*To do*: Please quote all of the material below line for line, changing nothing and keeping the original order.

*Extracted entries*:
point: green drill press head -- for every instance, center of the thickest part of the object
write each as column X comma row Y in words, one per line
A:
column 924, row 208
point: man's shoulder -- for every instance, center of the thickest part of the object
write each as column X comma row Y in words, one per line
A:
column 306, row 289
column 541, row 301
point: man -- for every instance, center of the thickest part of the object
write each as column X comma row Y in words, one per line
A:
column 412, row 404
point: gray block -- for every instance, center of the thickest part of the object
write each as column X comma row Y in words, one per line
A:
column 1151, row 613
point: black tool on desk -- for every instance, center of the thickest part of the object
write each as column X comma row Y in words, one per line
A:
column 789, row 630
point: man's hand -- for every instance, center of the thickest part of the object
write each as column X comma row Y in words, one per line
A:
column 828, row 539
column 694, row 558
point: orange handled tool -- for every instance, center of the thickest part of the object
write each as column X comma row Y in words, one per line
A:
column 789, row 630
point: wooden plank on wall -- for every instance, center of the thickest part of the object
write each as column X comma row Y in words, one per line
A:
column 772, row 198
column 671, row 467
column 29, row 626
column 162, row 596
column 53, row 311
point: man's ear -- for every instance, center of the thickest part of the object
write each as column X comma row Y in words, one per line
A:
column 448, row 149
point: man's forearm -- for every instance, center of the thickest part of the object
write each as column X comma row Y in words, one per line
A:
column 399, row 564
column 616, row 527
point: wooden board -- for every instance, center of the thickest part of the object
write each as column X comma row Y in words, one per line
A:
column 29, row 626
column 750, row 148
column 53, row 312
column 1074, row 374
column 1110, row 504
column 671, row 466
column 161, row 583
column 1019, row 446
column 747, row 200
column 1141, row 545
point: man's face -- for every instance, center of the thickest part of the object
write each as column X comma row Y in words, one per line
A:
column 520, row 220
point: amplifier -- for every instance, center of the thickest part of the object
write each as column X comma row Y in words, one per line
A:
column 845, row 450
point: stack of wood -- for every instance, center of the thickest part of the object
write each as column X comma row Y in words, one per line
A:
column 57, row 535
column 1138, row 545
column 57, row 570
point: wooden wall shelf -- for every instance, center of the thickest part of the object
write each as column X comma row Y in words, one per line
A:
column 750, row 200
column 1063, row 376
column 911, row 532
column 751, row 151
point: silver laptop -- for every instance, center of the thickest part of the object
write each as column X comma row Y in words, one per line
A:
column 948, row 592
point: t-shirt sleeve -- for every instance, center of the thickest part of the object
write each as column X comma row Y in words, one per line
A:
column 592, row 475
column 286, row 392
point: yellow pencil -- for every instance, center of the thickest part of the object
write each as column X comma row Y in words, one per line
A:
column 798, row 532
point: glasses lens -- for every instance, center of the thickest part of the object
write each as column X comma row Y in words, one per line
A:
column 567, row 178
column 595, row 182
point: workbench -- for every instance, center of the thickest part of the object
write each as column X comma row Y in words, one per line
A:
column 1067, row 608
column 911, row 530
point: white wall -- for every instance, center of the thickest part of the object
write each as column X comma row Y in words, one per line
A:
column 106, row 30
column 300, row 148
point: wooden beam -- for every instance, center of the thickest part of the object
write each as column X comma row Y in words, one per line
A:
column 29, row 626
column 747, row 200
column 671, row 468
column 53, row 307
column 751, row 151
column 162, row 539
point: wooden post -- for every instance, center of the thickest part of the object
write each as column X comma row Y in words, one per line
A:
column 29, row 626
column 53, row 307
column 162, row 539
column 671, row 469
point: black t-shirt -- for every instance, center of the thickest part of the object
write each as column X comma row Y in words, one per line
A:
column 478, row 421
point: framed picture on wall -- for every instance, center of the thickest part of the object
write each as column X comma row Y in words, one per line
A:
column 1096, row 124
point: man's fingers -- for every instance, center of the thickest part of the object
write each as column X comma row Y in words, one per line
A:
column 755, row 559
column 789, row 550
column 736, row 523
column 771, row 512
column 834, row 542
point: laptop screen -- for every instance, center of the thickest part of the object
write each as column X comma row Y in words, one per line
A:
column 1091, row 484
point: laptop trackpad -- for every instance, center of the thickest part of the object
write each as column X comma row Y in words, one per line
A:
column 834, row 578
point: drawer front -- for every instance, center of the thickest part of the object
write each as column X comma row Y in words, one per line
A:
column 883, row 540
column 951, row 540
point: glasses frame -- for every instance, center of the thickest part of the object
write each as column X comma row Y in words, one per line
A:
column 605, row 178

*Result for this task*:
point: green drill press head -- for every instance, center of the thickest part of the object
write each as column X comma row Y in words, one per line
A:
column 924, row 208
point: man's shoulder -- for every instance, center of the thickest part of the object
write each as column X comma row Y in words, one per line
A:
column 306, row 289
column 541, row 301
point: man -- for every instance, center of the thickest part of the object
write each as column X comma row Y in words, one per line
A:
column 412, row 404
point: gray block -- for every instance, center of the thickest part of the object
write each as column X comma row Y in words, one per line
A:
column 1151, row 613
point: black tool on desk -- for every instance, center of the thickest part of the object
write each as column X comma row Y in words, one per line
A:
column 789, row 630
point: man's hand -- for every instance, center of the thickest part of the object
write each as column X comma row Y in words, one per line
A:
column 828, row 539
column 694, row 558
point: orange handled tool -- for every instance, center of the thickest part of the object
write each as column X comma row Y in words, one per line
A:
column 789, row 630
point: wooden plank on wall -- for every instance, center of the thickest part of the object
write each as column X comma row Y in words, one per line
A:
column 772, row 198
column 671, row 467
column 29, row 626
column 162, row 596
column 53, row 311
point: man's ear -- for every instance, center of the thickest part of the object
write each as column X comma row Y in words, one per line
A:
column 448, row 149
point: man's forearm -- for every instance, center of the thickest part of the object
write each as column X comma row Y in words, one per line
A:
column 399, row 564
column 616, row 527
point: wooden board -- for every instance, center of the thickest part of the object
write each as column X comma row Y in words, one per line
A:
column 29, row 626
column 750, row 148
column 53, row 312
column 1074, row 374
column 1110, row 504
column 671, row 466
column 161, row 583
column 1019, row 446
column 747, row 200
column 1141, row 545
point: man's face -- for every instance, center of the thickest part of the object
write each as column X comma row Y in words, one per line
A:
column 520, row 220
point: amplifier -- for every instance, center of the thickest part of the object
write each as column X comma row Y in words, one per line
A:
column 845, row 450
point: stack of wood -- for every instance, center of the thickest part of the object
write each as column X comma row Y in words, one per line
A:
column 57, row 535
column 1138, row 545
column 57, row 570
point: wooden wall shelf -- for every instance, center of the thickest part of the object
write each as column X comma row Y in words, one per line
A:
column 750, row 200
column 1063, row 376
column 911, row 532
column 751, row 151
point: silver laptop -- for every instance, center of the thickest part of the object
write each as column X comma row Y in words, one per line
A:
column 948, row 592
point: t-shirt sleeve -- for every instance, center of the thickest part of the object
write each as column X comma row Y in words, one per line
A:
column 592, row 475
column 286, row 392
point: yellow pencil -- for every instance, center of the thickest part of the object
write each as column X comma row Y in words, one per line
A:
column 798, row 532
point: glasses lens -- for every instance, center of the thickest part of the object
write each as column X comma row Y in words, one per line
A:
column 567, row 178
column 595, row 182
point: workbench -- for every instance, center of the thickest part of the object
write each as column X comma row Y in words, one per line
A:
column 1067, row 608
column 911, row 530
point: white wall -- for every instance, center of the thickest part of the object
write each as column X comma row Y in words, one per line
A:
column 106, row 30
column 300, row 148
point: wooden beam -- for every instance, center of the thickest part of the object
write each as column X comma row Y in words, one per line
A:
column 29, row 626
column 747, row 200
column 671, row 468
column 53, row 307
column 751, row 151
column 162, row 539
point: wooden post -- for every instance, center of the thickest part of the object
write each as column X comma row Y in words, one per line
A:
column 29, row 626
column 53, row 307
column 162, row 539
column 671, row 469
point: black t-shirt -- for every instance, center of the thickest part of the object
write each as column X comma row Y in words, one per line
A:
column 478, row 421
point: framed picture on wall -- for every instance, center of the thickest part of the object
write each as column X comma row Y in words, one per line
A:
column 1096, row 124
point: man's fingers -- for every instance, center of the thickest part of the object
write each as column X comma row Y in words, one per line
A:
column 755, row 559
column 789, row 550
column 736, row 523
column 771, row 512
column 834, row 542
point: laptop screen -- for every instance, center of the thickest part of the object
write each as column X comma row Y in words, one per line
A:
column 1091, row 484
point: laptop trackpad -- for every instance, center of the thickest part of the object
write each as column X comma row Y in words, one per line
A:
column 834, row 578
point: drawer front -- for every instance, center of the thickest part of the object
write each as column X comma row Y in words, one per line
A:
column 883, row 540
column 951, row 540
point: glasses frame -- for every instance, center of the thickest part of the object
write each as column X comma row Y in words, one per line
A:
column 605, row 178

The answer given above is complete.